*CHALLENGE*. Convert the stretch of entries below that opens with the line containing "Could you kindly tag the bakery logo" and closes with the line containing "column 17, row 139" into a JSON list of strings, one string per line and blank lines omitted. Include both of those lines and nothing outside them.

*AVAILABLE DATA*.
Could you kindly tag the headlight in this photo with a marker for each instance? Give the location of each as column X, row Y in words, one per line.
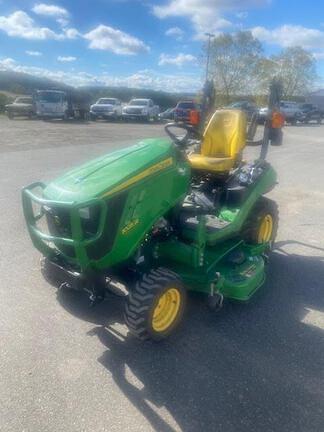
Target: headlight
column 84, row 213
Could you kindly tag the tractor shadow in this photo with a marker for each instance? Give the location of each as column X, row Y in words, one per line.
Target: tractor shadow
column 251, row 367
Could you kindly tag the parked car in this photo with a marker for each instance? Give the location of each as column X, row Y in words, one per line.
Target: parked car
column 106, row 108
column 51, row 104
column 183, row 108
column 291, row 111
column 22, row 106
column 167, row 114
column 141, row 109
column 246, row 106
column 57, row 104
column 310, row 112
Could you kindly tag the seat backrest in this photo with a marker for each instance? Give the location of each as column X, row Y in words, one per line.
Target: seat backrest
column 225, row 134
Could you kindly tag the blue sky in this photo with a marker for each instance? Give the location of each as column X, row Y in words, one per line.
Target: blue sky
column 143, row 43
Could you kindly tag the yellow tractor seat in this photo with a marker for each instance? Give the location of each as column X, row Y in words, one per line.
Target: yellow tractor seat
column 223, row 141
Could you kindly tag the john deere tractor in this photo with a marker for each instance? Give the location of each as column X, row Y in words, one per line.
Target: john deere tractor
column 162, row 219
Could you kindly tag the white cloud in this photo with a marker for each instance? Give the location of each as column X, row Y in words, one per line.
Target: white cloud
column 141, row 79
column 7, row 64
column 50, row 10
column 20, row 24
column 34, row 53
column 242, row 15
column 205, row 15
column 72, row 33
column 291, row 35
column 319, row 55
column 63, row 22
column 66, row 59
column 178, row 60
column 116, row 41
column 175, row 32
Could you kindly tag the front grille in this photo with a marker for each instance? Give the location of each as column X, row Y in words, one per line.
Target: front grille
column 134, row 110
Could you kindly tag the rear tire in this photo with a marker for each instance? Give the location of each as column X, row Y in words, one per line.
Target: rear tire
column 155, row 307
column 262, row 224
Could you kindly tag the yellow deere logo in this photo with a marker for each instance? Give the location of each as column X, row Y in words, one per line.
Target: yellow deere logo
column 130, row 226
column 147, row 172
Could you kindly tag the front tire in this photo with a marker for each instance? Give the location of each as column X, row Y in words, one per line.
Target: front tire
column 155, row 307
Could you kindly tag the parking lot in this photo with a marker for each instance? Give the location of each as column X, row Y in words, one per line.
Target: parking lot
column 251, row 367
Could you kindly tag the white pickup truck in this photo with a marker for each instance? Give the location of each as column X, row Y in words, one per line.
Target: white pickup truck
column 141, row 109
column 106, row 108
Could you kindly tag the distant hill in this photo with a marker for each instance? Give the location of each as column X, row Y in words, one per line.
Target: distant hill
column 22, row 83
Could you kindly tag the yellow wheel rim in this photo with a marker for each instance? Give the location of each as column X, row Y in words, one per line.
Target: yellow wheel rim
column 266, row 229
column 166, row 311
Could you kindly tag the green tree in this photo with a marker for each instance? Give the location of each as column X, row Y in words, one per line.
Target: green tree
column 296, row 69
column 234, row 62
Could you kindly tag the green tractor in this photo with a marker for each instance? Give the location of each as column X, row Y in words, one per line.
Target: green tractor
column 162, row 220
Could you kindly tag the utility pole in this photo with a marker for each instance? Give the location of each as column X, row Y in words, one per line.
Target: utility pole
column 209, row 35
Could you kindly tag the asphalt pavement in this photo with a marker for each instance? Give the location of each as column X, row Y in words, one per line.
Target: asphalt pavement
column 249, row 368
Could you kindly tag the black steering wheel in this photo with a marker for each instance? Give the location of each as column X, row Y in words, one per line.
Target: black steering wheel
column 181, row 142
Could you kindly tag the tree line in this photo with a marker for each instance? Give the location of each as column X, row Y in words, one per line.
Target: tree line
column 238, row 66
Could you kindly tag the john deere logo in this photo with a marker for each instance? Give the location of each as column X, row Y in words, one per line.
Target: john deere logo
column 57, row 220
column 130, row 226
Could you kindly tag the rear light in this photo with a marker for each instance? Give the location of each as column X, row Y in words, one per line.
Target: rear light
column 277, row 120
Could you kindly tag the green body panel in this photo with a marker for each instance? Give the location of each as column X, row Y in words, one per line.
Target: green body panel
column 211, row 268
column 153, row 180
column 99, row 176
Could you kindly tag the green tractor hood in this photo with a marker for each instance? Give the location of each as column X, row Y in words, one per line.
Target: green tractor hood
column 111, row 173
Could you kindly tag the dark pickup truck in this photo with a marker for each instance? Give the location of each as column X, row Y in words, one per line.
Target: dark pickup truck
column 310, row 112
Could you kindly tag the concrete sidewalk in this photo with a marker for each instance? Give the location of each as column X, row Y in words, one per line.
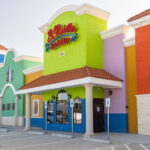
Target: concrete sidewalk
column 124, row 138
column 114, row 137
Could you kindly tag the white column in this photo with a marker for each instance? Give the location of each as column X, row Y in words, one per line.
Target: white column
column 0, row 110
column 28, row 112
column 16, row 110
column 89, row 109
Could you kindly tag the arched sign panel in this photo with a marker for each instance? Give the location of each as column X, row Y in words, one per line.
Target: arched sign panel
column 61, row 35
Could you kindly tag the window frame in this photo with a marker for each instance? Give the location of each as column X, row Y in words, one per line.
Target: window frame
column 52, row 105
column 75, row 103
column 63, row 102
column 3, row 107
column 8, row 106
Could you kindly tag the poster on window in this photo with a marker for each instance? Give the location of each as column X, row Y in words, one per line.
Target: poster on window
column 35, row 107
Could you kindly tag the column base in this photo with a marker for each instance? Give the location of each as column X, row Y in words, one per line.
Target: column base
column 15, row 121
column 27, row 129
column 0, row 120
column 88, row 134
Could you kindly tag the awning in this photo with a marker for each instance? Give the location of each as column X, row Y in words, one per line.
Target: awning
column 71, row 78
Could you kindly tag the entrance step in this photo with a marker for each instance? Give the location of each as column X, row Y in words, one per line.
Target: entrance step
column 96, row 140
column 62, row 135
column 36, row 132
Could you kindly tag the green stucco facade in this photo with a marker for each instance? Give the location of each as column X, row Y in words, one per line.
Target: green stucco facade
column 86, row 50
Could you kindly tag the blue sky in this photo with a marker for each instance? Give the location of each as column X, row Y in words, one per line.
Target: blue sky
column 20, row 19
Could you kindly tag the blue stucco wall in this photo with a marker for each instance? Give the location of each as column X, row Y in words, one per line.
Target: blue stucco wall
column 118, row 123
column 66, row 127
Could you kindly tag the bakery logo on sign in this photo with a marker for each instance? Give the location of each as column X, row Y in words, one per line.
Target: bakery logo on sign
column 61, row 35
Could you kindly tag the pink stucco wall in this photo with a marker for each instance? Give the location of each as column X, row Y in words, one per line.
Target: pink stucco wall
column 115, row 63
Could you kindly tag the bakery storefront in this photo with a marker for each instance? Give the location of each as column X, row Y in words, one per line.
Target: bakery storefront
column 73, row 69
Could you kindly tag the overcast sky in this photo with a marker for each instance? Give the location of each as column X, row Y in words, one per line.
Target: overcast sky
column 20, row 19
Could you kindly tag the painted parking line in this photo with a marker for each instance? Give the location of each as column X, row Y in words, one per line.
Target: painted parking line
column 36, row 145
column 127, row 147
column 144, row 147
column 26, row 138
column 9, row 133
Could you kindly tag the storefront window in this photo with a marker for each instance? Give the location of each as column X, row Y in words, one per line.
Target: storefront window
column 77, row 111
column 13, row 106
column 62, row 108
column 8, row 106
column 50, row 111
column 3, row 107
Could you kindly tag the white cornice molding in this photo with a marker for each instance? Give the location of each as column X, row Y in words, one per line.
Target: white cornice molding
column 94, row 11
column 142, row 95
column 10, row 49
column 21, row 57
column 121, row 29
column 33, row 69
column 29, row 58
column 3, row 52
column 105, row 83
column 140, row 22
column 79, row 10
column 129, row 42
column 8, row 85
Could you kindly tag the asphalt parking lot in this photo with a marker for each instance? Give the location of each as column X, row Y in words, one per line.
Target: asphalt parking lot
column 17, row 139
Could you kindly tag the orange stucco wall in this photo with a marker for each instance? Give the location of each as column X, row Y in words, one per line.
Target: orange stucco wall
column 131, row 88
column 143, row 59
column 29, row 78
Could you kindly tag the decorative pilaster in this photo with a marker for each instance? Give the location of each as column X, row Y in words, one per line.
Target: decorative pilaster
column 16, row 110
column 89, row 109
column 28, row 112
column 0, row 110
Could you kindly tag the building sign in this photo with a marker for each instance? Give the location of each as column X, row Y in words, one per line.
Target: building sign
column 61, row 35
column 36, row 107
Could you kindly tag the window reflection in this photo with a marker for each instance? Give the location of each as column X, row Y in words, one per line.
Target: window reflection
column 62, row 108
column 50, row 111
column 77, row 111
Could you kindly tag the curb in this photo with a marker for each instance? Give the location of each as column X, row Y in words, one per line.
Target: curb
column 96, row 140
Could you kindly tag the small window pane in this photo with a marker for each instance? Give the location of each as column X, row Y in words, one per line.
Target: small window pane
column 3, row 107
column 50, row 112
column 77, row 111
column 8, row 106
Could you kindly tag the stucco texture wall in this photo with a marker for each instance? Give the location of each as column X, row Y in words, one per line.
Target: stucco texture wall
column 131, row 88
column 86, row 50
column 29, row 78
column 143, row 103
column 142, row 59
column 17, row 82
column 115, row 63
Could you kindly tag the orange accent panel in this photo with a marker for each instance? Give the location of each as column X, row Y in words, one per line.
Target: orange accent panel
column 29, row 78
column 131, row 88
column 143, row 59
column 40, row 98
column 33, row 76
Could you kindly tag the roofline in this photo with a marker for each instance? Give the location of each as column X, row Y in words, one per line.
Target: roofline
column 129, row 41
column 33, row 69
column 21, row 57
column 105, row 83
column 3, row 52
column 121, row 29
column 143, row 21
column 79, row 10
column 29, row 58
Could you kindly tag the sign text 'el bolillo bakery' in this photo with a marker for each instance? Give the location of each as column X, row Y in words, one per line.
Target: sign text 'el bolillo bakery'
column 61, row 35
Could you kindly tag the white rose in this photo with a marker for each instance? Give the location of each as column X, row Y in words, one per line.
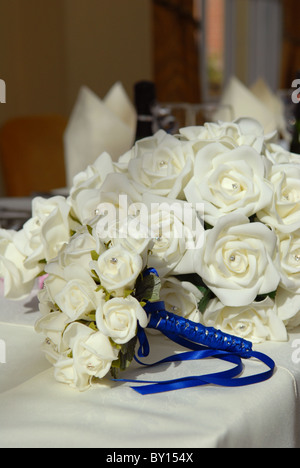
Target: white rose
column 229, row 180
column 256, row 322
column 288, row 305
column 236, row 261
column 90, row 202
column 118, row 269
column 177, row 233
column 18, row 277
column 94, row 175
column 92, row 354
column 118, row 318
column 47, row 231
column 283, row 212
column 73, row 290
column 289, row 260
column 52, row 326
column 276, row 154
column 78, row 250
column 161, row 164
column 181, row 298
column 243, row 131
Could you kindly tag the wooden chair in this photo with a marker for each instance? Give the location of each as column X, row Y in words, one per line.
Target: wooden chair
column 32, row 154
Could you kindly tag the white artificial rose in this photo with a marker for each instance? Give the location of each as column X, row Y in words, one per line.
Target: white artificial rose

*RESULT BELOW*.
[
  "Could you kindly tag the bakery logo on sign in this photo with a marker for each instance? Give the location of each as column X, row Y in words, one per line.",
  "Target: bakery logo on sign",
  "column 61, row 35",
  "Could you kindly tag the pink stucco wall in this photo with a marker for each instance? Give the location of each as column X, row Y in words, one per line.",
  "Target: pink stucco wall",
  "column 115, row 63",
  "Could you kindly tag the bakery storefront in this photo with a marker for each instance? Give the location of each as column X, row Y in words, one per line.",
  "Target: bakery storefront",
  "column 73, row 69",
  "Could you kindly tag the overcast sky in this photo with a marker for each instance? Give the location of each as column X, row Y in words, one per line.",
  "Target: overcast sky",
  "column 20, row 19",
  "Could you kindly tag the painted parking line in this photo with a marker for each instance? Give the location of each as column X, row Y in words, one per line.",
  "Target: painted parking line",
  "column 36, row 145",
  "column 127, row 147",
  "column 144, row 147",
  "column 26, row 138",
  "column 9, row 133",
  "Could you kindly tag the storefront window in this photo with a marker for each instance? Give the location of each as column X, row Y in words, one per line.",
  "Target: storefront window",
  "column 77, row 111",
  "column 13, row 106",
  "column 62, row 108",
  "column 8, row 106",
  "column 50, row 111",
  "column 3, row 107",
  "Could you kindly tag the white cornice molding in this photo with a marker for each instance? Give the location of each as column X, row Y in words, one per line.",
  "Target: white cornice molding",
  "column 94, row 11",
  "column 142, row 95",
  "column 10, row 49",
  "column 21, row 57",
  "column 121, row 29",
  "column 33, row 69",
  "column 29, row 58",
  "column 3, row 52",
  "column 105, row 83",
  "column 140, row 22",
  "column 79, row 10",
  "column 129, row 42",
  "column 8, row 85",
  "Could you kindly tag the asphalt parking lot in this photo with a marker for each instance? Give the location of each as column X, row Y in words, one per line.",
  "Target: asphalt parking lot",
  "column 17, row 139"
]